━━ AVAILABLE DATA ━━

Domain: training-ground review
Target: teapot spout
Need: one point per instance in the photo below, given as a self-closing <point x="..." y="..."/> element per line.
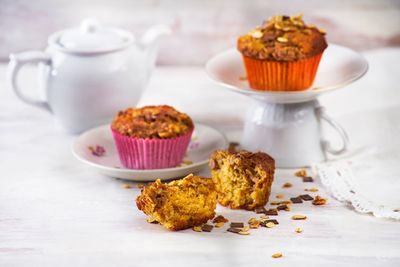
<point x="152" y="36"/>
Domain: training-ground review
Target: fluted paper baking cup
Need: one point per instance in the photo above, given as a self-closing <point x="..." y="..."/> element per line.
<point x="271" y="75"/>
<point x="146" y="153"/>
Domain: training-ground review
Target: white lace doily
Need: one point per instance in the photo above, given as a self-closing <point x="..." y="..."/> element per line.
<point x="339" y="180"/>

━━━
━━ AVAILABLE DATA ━━

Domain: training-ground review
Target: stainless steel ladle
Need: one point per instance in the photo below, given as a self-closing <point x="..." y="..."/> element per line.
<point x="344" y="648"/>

━━━
━━ AVAILABLE DATA ━━

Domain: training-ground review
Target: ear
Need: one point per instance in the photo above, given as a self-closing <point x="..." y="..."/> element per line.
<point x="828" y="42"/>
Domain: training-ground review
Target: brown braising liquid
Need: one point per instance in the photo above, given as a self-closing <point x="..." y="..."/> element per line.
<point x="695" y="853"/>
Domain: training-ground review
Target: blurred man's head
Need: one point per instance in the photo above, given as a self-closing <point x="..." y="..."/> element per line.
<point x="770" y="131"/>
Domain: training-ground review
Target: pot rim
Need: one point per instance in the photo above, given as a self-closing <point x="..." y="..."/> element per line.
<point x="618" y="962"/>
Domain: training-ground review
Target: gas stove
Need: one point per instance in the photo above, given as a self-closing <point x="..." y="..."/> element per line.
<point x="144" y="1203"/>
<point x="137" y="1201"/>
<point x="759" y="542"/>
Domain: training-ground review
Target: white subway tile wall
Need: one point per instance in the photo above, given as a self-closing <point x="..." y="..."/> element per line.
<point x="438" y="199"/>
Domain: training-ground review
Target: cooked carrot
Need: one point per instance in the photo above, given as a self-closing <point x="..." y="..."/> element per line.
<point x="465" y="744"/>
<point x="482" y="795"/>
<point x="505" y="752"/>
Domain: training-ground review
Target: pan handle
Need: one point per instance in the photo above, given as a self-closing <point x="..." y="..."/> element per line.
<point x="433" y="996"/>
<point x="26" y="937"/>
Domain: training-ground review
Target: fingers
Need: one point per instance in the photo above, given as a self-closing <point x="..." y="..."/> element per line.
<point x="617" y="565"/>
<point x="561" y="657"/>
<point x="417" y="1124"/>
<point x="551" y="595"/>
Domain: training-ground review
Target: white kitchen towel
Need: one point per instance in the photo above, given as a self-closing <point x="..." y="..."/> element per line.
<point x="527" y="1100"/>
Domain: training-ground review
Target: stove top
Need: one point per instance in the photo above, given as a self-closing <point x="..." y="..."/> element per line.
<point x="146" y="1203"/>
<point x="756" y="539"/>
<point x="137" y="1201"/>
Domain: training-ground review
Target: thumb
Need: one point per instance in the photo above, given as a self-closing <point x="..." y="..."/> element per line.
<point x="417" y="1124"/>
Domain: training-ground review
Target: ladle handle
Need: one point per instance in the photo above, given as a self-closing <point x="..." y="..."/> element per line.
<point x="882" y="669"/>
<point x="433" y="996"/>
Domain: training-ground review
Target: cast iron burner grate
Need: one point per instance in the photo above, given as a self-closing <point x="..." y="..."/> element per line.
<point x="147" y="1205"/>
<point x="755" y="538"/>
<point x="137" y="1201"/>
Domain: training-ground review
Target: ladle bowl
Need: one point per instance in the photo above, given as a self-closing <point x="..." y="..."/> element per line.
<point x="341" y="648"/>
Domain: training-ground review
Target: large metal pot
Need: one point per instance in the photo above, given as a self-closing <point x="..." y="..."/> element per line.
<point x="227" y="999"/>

━━━

**EXERCISE BRIEF:**
Go through the entries above and copy every line containing "handle".

**SOLUTION FOR THIS PROBLEM:**
Target: pan handle
Target: ladle handle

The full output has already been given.